## STORED ROWS:

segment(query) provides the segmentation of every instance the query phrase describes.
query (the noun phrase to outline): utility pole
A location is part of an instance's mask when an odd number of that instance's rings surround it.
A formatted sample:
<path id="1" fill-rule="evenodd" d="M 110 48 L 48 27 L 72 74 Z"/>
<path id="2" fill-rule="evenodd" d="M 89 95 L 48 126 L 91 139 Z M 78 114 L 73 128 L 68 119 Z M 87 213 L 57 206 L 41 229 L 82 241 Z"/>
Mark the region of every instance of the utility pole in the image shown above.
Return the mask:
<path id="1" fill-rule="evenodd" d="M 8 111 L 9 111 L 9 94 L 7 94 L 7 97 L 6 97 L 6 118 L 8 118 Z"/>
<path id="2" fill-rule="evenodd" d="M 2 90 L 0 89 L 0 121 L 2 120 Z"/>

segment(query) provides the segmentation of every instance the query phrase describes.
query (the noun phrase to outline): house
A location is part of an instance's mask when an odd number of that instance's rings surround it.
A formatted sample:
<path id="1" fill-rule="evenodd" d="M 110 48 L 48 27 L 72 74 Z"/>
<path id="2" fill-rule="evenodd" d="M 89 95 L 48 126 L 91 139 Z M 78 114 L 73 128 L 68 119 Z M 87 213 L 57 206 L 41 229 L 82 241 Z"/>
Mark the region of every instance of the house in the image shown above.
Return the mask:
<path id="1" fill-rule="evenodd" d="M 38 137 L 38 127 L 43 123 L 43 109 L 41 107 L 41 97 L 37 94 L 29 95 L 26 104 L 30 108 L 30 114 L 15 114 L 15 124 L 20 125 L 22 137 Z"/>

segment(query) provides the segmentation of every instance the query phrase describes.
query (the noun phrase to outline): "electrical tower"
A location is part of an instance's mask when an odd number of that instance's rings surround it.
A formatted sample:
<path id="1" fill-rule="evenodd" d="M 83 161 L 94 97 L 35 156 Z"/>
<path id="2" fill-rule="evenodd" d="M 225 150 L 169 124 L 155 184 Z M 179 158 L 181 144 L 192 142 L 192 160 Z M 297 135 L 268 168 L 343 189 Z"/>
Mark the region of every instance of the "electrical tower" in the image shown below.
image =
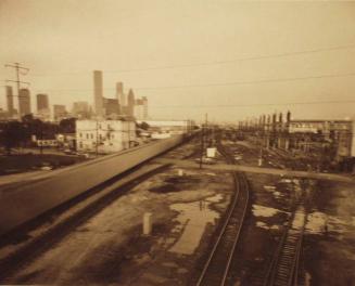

## DIRECTION:
Reproduce every one of the lines above word for word, leaving out the pictures.

## REPLY TO THE EXERCISE:
segment(query) provides the segmentation of every instance the query phrase describes.
query (the noun phrase to outline): utility pole
A location is part of an instance's mask when an odd number of that instance's rings surround it.
A formatted sample:
<path id="1" fill-rule="evenodd" d="M 110 48 L 48 27 L 72 74 Z"/>
<path id="2" fill-rule="evenodd" d="M 89 95 L 48 126 L 91 139 Z M 78 114 L 73 128 L 68 119 Z M 87 213 L 57 206 L 41 229 L 82 241 Z"/>
Mark the region of every instance of the utility pole in the image shown above.
Return the mask:
<path id="1" fill-rule="evenodd" d="M 8 111 L 9 111 L 9 94 L 7 94 L 7 97 L 6 97 L 6 118 L 8 118 Z"/>
<path id="2" fill-rule="evenodd" d="M 2 90 L 0 89 L 0 121 L 2 120 Z"/>

segment(query) provides the segmentation of every instance the query phrase describes.
query (the noun phrase to outline): house
A location is part of an instance's mask when an odd number of that instance's rings surround it.
A formatted sample:
<path id="1" fill-rule="evenodd" d="M 110 48 L 48 27 L 72 74 Z"/>
<path id="2" fill-rule="evenodd" d="M 89 95 L 48 126 L 91 139 Z M 78 114 L 73 128 L 68 119 Z M 87 213 L 57 206 L 41 229 L 82 241 Z"/>
Mark the region of every instance of the house in the image shown above.
Return the mask:
<path id="1" fill-rule="evenodd" d="M 38 137 L 38 127 L 43 123 L 43 109 L 41 107 L 41 97 L 37 94 L 29 95 L 26 104 L 30 108 L 30 114 L 15 114 L 15 124 L 20 125 L 22 137 Z"/>

segment(query) provides the segmentation of every instance the query phrase describes.
query (the noun phrase to outline): "electrical tower"
A location is part of an instance's mask when an odd number of that instance's rings surround it.
A formatted sample:
<path id="1" fill-rule="evenodd" d="M 83 161 L 94 97 L 35 156 Z"/>
<path id="2" fill-rule="evenodd" d="M 225 150 L 169 124 L 155 184 Z M 179 158 L 181 144 L 192 142 L 192 160 Z M 297 135 L 268 168 L 343 189 Z"/>
Mark the region of every instance of the "electrical tower" in the image shown below.
image =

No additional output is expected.